__TASK DESCRIPTION__. Among the records that follow, find the line with "this one's easy — locate the grey" and the line with "this one's easy — locate the paved". Set down those lines and all lines between them exactly, without adding anything.
*** ENTRIES PROVIDED ***
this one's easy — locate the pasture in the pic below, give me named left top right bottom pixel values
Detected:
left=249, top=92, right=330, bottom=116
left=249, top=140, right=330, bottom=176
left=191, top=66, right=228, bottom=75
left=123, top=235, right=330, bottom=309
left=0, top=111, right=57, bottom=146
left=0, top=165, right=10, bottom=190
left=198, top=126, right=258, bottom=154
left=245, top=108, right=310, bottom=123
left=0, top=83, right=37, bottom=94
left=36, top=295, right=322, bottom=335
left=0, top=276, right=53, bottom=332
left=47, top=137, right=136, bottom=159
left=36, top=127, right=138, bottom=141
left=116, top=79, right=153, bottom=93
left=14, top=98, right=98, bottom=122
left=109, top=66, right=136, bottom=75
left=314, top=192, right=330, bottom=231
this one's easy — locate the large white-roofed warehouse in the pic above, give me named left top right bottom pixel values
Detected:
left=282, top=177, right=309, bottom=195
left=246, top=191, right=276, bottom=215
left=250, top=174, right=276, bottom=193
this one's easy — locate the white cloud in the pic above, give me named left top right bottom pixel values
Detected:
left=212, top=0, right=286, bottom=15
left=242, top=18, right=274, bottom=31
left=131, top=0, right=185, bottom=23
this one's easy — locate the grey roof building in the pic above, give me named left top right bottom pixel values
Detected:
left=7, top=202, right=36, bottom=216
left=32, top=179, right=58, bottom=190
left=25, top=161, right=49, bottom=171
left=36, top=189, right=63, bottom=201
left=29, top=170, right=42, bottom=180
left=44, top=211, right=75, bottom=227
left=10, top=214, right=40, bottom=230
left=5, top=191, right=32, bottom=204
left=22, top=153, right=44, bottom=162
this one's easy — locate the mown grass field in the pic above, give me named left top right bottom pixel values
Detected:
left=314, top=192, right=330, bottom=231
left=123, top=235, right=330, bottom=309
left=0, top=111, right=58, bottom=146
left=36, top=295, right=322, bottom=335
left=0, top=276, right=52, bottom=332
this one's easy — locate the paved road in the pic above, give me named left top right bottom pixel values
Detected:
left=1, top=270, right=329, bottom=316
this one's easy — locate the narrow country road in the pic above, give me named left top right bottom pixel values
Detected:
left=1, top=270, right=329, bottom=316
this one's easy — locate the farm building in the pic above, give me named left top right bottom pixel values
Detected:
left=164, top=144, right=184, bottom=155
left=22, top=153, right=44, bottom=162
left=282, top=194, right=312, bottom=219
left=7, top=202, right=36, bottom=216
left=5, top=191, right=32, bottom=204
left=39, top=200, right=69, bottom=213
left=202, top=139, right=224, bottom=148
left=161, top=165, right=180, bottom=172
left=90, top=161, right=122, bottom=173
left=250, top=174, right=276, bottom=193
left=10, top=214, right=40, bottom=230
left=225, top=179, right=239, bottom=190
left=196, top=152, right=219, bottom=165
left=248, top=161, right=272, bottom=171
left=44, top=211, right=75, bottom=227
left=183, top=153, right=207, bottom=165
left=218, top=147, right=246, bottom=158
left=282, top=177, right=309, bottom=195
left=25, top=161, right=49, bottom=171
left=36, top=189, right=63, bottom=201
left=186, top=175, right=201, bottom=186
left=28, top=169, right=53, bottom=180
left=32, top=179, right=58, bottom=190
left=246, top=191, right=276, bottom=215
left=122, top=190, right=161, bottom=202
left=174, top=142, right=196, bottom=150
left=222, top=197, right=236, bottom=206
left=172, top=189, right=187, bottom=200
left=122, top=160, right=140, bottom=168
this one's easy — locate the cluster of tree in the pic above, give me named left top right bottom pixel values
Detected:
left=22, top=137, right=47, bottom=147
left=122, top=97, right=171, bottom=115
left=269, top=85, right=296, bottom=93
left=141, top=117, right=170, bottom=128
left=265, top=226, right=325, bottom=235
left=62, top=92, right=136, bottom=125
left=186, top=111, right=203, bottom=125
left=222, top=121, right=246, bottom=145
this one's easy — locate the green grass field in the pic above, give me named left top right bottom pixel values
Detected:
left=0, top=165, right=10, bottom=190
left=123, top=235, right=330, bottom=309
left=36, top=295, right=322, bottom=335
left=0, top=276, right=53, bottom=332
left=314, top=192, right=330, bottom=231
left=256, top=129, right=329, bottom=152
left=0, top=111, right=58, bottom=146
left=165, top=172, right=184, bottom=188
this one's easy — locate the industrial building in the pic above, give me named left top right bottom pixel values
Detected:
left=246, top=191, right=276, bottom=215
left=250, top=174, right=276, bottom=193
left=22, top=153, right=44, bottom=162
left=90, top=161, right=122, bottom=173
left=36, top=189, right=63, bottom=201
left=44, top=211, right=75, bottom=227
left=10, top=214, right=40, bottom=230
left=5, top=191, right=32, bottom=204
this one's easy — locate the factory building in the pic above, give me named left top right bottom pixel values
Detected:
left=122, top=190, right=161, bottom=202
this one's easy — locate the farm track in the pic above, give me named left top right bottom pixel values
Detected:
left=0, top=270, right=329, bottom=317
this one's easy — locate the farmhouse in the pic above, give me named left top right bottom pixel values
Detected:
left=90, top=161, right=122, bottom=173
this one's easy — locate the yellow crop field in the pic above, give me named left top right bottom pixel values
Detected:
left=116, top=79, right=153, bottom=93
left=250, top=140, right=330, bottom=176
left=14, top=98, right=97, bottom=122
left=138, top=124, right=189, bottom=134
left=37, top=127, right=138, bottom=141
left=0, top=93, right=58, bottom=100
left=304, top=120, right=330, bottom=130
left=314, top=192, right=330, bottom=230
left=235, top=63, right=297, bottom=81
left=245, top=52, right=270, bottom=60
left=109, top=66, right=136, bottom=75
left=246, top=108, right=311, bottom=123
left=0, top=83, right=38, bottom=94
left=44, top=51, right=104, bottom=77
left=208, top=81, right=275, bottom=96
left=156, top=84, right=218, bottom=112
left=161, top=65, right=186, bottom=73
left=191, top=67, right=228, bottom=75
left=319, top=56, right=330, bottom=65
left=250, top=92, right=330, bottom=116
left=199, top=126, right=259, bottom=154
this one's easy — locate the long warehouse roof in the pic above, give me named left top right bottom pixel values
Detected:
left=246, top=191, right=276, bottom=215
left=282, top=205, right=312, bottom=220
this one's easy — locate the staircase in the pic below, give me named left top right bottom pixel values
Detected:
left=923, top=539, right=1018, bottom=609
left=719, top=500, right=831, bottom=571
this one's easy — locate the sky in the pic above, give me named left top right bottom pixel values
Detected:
*** End of ENTRIES PROVIDED ***
__RESULT FOR THIS EXERCISE__.
this one's easy — locate the grey roof building in the pic above, give me named left top right bottom pixel values
Detected:
left=7, top=202, right=36, bottom=216
left=32, top=179, right=58, bottom=190
left=25, top=161, right=49, bottom=171
left=36, top=189, right=63, bottom=201
left=29, top=170, right=42, bottom=180
left=44, top=211, right=75, bottom=227
left=10, top=214, right=40, bottom=230
left=5, top=191, right=32, bottom=204
left=22, top=153, right=44, bottom=162
this one's easy — locate the mown grass field in the pic above, give me named left top right bottom pixel values
Detected:
left=314, top=192, right=330, bottom=231
left=123, top=235, right=330, bottom=309
left=0, top=111, right=58, bottom=146
left=36, top=295, right=322, bottom=335
left=0, top=276, right=52, bottom=332
this one's easy — locate the paved road in the pic above, give me named left top right bottom pixel values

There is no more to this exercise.